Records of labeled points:
>> begin

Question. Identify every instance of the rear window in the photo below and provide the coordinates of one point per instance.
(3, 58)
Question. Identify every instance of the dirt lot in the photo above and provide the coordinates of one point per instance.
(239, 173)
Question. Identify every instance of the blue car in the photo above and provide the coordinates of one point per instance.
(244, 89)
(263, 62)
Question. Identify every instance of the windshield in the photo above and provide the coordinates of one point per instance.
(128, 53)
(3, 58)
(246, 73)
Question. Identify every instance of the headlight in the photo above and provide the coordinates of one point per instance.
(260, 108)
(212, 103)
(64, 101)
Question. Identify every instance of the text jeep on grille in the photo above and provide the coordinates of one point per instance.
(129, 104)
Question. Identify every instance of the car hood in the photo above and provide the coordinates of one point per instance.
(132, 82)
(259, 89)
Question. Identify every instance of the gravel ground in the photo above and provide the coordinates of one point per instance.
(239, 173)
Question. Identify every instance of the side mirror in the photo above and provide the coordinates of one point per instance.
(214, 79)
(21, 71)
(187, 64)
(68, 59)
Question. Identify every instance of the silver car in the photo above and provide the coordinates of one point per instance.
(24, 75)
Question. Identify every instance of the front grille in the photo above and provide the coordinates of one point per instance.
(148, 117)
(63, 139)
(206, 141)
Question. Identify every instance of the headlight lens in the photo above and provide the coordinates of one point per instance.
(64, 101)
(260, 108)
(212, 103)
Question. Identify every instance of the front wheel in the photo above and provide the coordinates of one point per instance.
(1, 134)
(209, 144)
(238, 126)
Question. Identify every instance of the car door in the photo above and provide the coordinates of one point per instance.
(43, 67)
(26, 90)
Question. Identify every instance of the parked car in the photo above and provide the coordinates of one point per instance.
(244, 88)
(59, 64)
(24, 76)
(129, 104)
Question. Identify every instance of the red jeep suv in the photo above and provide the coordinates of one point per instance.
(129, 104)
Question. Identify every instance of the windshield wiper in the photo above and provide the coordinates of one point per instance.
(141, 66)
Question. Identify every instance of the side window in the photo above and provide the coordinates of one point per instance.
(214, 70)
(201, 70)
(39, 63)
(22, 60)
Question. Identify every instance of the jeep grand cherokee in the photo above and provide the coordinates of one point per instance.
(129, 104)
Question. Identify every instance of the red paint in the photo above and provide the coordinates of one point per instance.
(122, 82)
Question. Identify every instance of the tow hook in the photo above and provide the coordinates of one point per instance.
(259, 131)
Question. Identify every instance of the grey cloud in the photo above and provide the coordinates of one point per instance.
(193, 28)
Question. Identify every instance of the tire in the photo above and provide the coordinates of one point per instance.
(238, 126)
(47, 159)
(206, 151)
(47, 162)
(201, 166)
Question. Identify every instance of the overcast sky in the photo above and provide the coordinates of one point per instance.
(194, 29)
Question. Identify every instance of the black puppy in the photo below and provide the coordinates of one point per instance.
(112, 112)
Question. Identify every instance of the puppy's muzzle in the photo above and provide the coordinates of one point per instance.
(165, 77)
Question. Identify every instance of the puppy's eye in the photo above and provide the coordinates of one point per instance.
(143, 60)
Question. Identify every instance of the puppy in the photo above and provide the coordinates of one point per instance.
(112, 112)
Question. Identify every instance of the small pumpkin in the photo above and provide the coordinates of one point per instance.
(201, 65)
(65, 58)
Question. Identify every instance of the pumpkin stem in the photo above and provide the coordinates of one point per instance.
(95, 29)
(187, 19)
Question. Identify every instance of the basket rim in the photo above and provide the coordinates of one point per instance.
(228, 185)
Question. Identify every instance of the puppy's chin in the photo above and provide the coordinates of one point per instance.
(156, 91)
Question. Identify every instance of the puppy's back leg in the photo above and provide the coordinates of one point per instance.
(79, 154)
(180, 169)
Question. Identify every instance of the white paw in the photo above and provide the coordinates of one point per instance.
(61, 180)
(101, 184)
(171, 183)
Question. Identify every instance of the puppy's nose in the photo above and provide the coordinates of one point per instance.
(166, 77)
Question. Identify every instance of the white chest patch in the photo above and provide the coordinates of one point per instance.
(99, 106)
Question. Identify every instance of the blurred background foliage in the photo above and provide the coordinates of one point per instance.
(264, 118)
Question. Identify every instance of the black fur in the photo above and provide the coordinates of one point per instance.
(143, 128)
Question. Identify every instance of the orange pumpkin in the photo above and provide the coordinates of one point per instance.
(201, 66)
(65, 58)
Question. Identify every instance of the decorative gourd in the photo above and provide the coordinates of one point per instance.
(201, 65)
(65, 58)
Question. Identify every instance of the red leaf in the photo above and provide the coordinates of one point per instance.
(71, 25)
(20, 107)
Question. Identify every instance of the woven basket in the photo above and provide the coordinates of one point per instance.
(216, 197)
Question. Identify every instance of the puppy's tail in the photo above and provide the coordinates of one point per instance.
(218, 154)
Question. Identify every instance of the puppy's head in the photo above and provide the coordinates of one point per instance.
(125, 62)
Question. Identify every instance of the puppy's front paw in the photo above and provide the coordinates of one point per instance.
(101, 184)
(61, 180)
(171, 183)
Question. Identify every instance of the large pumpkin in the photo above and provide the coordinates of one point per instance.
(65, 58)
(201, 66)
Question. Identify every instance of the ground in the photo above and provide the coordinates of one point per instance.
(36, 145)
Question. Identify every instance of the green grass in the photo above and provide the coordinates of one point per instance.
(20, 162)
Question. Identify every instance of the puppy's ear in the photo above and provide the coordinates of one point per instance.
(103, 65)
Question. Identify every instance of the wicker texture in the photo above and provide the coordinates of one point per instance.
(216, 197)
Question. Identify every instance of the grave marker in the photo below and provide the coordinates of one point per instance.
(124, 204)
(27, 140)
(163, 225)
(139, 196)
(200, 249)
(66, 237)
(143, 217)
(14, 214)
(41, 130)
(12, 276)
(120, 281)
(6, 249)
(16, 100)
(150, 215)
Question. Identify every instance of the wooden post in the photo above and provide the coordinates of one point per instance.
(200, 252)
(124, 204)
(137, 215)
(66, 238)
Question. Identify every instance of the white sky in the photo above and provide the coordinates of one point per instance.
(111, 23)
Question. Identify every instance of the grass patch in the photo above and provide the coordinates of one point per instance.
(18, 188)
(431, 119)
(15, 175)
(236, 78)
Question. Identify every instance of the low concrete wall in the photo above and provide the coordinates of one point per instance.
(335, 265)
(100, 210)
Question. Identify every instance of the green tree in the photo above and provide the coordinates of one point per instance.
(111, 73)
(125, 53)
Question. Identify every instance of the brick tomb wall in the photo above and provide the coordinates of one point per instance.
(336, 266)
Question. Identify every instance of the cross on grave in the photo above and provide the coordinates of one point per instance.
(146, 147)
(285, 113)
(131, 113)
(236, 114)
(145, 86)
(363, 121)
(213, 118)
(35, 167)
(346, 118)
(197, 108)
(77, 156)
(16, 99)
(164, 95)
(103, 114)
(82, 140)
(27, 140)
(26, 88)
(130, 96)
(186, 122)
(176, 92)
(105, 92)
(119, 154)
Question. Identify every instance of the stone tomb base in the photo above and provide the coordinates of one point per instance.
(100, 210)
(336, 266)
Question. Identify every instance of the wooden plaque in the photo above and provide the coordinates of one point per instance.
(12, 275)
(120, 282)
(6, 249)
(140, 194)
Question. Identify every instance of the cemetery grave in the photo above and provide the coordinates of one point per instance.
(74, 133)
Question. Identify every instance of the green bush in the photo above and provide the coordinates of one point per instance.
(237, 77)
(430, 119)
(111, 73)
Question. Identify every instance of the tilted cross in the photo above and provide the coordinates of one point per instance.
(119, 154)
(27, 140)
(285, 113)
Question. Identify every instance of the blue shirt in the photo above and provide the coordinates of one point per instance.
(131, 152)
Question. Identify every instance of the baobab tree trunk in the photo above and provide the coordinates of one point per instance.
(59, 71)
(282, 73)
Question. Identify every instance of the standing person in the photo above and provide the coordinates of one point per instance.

>> end

Above are some records. Print them all exactly.

* [OUTPUT OF THE TASK]:
Question. Identify every instance of the rear window in the photo below and provide the coordinates of one point per instance.
(3, 58)
Question. Identify every instance of the dirt lot in the photo above and provide the coordinates of one point per instance.
(239, 173)
Question. Identify every instance of the blue car in the photo above and provide the coordinates of one point per instance.
(244, 89)
(263, 62)
Question. Identify every instance of the windshield in the photo above and provide the coordinates of one point per instance.
(128, 53)
(3, 58)
(246, 73)
Question. Identify every instance of the headlight in the photo above and provide the coordinates of one point per instance.
(260, 108)
(212, 103)
(64, 101)
Question. Identify every instance of the text jeep on grille in the photo above and provide the coordinates of one point per instance.
(129, 104)
Question. Identify every instance of the car hood in the photo above and provide the coordinates of one point per instance.
(132, 82)
(259, 89)
Question. Identify every instance of the gravel ground in the photo above and provide the coordinates of one point per instance.
(239, 173)
Question. Identify every instance of the side mirror in the photo above and provide the coordinates of one point per instance.
(214, 79)
(21, 71)
(187, 64)
(68, 59)
Question. Identify every instance of the silver car in the photo above and provide the coordinates of one point per instance.
(24, 75)
Question. Identify every instance of the front grille in the photo above and provide the coordinates of one point per instance.
(148, 117)
(63, 139)
(206, 141)
Question. Identify every instance of the headlight lens in the photo above and provide the coordinates of one point per instance.
(64, 101)
(260, 108)
(212, 103)
Question. Identify every instance of the front wheel in the photo above and provide the coordinates of one point per instance.
(1, 134)
(209, 144)
(238, 126)
Question. Identify every instance of the car door in the photo above and provide the coordinates of one point per instance.
(43, 67)
(26, 90)
Question. Identify every instance of the parked car in the photo above and provide the coordinates of one point per instance.
(244, 88)
(59, 64)
(24, 76)
(129, 104)
Question. Identify every instance of the red jeep suv in the photo above and provide the coordinates of one point per instance.
(129, 104)
Question. Identify every instance of the windshield wiper in the photo above and provide the coordinates of one point per instance.
(141, 66)
Question. Identify every instance of the side window in the photo above and provide the coordinates of one point per instance.
(214, 70)
(201, 70)
(39, 63)
(22, 60)
Question. Identify every instance of the jeep grand cherokee in the photo above and provide the coordinates of one point per instance.
(129, 104)
Question. Identify every instance of the red paint in the photo above and provide the coordinates of one point per instance.
(122, 82)
Question. Identify every instance of the tow hook in the photo above and provide the coordinates of one point per instance.
(259, 131)
Question. Identify every instance of the grey cloud in the photo above and provide the coordinates of one point per instance.
(193, 28)
Question. Identify every instance of the tire in the photo above and provide the coordinates of one point per instance.
(238, 126)
(47, 159)
(206, 151)
(47, 162)
(201, 166)
Question. Identify every instance of the overcast sky in the photo above and provide the coordinates of one point per instance.
(194, 29)
Question. Identify every instance of the black puppy in the photo below and provide the coordinates of one point per instance.
(112, 112)
Question. Identify every instance of the puppy's muzzle in the photo above and provide the coordinates of one point per instance.
(165, 77)
Question. Identify every instance of the puppy's eye in the photo above and provide the coordinates of one point per instance.
(143, 60)
Question. Identify every instance of the puppy in the photo above and provide the coordinates of one point per instance.
(112, 112)
Question. Identify every instance of the small pumpkin in the photo above and provide the coordinates of one point per instance.
(201, 65)
(65, 58)
Question. Identify every instance of the pumpkin stem in the photo above and provide the coordinates of one point per instance.
(95, 29)
(187, 19)
Question. Identify every instance of the basket rim in the photo above and provide the coordinates of one point per instance.
(228, 185)
Question. Identify every instance of the puppy's chin in the photo above and provide the coordinates of one point per instance.
(156, 91)
Question. Identify every instance of the puppy's back leg in the photo above and provide the coordinates of one point per instance.
(79, 154)
(180, 169)
Question. Identify every instance of the white paw in the photo above and provide the coordinates of one point per instance.
(61, 180)
(101, 184)
(171, 183)
Question. Identify every instance of the puppy's nose in the photo above and provide the coordinates of one point per instance.
(166, 77)
Question. Identify every instance of the white chest patch in the photo above and provide the coordinates of one point per instance.
(99, 106)
Question. Identify every instance of the blurred background foliage in the photo above and provide the coordinates of one point per instance.
(264, 118)
Question. Identify every instance of the black fur in the photo above and provide the coordinates of one point per instance.
(143, 128)
Question. Identify every instance of the orange pumpkin in the photo above and provide the coordinates of one point per instance.
(201, 66)
(65, 58)
Question. Identify every instance of the decorative gourd in the photo above and provide the coordinates of one point per instance.
(201, 65)
(65, 58)
Question. Identify every instance of the red leaf in the photo above and provide the coordinates of one point per instance.
(71, 25)
(20, 107)
Question. Identify every instance of the woven basket in the photo above and provide the coordinates of one point per instance.
(216, 197)
Question. Identify every instance of the puppy's tail in the photo above and provide the coordinates of one point per instance.
(218, 154)
Question. Identify every instance of the puppy's head in the photo above and provide the coordinates of one point per instance.
(125, 62)
Question. Identify every instance of the puppy's front paw in the photo above and provide the coordinates of one point per instance.
(101, 184)
(61, 180)
(171, 183)
Question. Identify every instance of the large pumpkin in the photo above and provide the coordinates of one point per instance.
(65, 58)
(201, 66)
Question. Identify every instance of the ground in the photo above and provide the coordinates of one point per instance.
(36, 145)
Question. Identify every instance of the green grass in the photo above and provide the coordinates of one point per instance.
(20, 162)
Question. Identify every instance of the puppy's ear in the photo above and provide the coordinates of one point per instance.
(103, 65)
Question. Identify every instance of the wicker texture in the photo above and provide the coordinates of one point per instance.
(216, 197)
Question. Identify every instance of the grave marker in the photo below and provide the coordinates of one point per instance.
(124, 204)
(27, 140)
(163, 225)
(139, 196)
(200, 249)
(66, 237)
(143, 217)
(14, 214)
(41, 130)
(12, 276)
(120, 281)
(6, 249)
(16, 100)
(150, 215)
Question. Identify every instance of the wooden post in the photo above and provide the coordinates of one point per instance.
(200, 252)
(124, 204)
(137, 215)
(66, 238)
Question. Identify every instance of the white sky in the photo above and provide the coordinates of one point per instance.
(111, 23)
Question. Identify every instance of the grass patch in the photo above and provide the coordinates of one point per instance.
(18, 188)
(431, 119)
(15, 175)
(236, 78)
Question. Identify every instance of the low concrete wall in the photo above and provide the coordinates of one point per instance.
(335, 265)
(100, 210)
Question. Identify every instance of the green tree in the photo above and provide the coordinates of one point per instance.
(111, 73)
(125, 53)
Question. Identify every instance of the brick tomb wall in the photo above and provide the coordinates of one point per instance.
(336, 266)
Question. Identify every instance of the cross on grave in the photo above and provide the coordinates of one point per instance.
(146, 147)
(285, 113)
(131, 113)
(236, 114)
(145, 86)
(363, 121)
(213, 118)
(35, 167)
(346, 118)
(197, 108)
(77, 156)
(16, 99)
(164, 95)
(103, 114)
(82, 140)
(27, 140)
(26, 88)
(130, 96)
(186, 122)
(176, 92)
(105, 92)
(119, 154)
Question. Identify every instance of the stone tomb base in the photo above and provide the coordinates of one point per instance.
(100, 210)
(336, 266)
Question. Identify every instance of the wooden plaque in the photo above and provide the coordinates of one point per instance.
(12, 275)
(120, 282)
(6, 249)
(140, 194)
Question. Identify every instance of the cemetery grave in the photo above and provide the coordinates of one point per instance.
(74, 133)
Question. Identify every instance of the green bush in the photo above and provide the coordinates of one point per instance.
(237, 77)
(430, 119)
(111, 73)
Question. Identify every instance of the tilted cross in the photo above and provide the coordinates of one point per instance.
(119, 154)
(27, 140)
(285, 113)
Question. Identify every instance of the blue shirt in the photo above and provide the coordinates of one point per instance.
(131, 152)
Question. Identify every instance of the baobab tree trunk in the photo above and provide the coordinates of one point per instance.
(59, 71)
(282, 73)
Question. Identify every instance of the standing person in the photo above and provide the coordinates of one point per instance.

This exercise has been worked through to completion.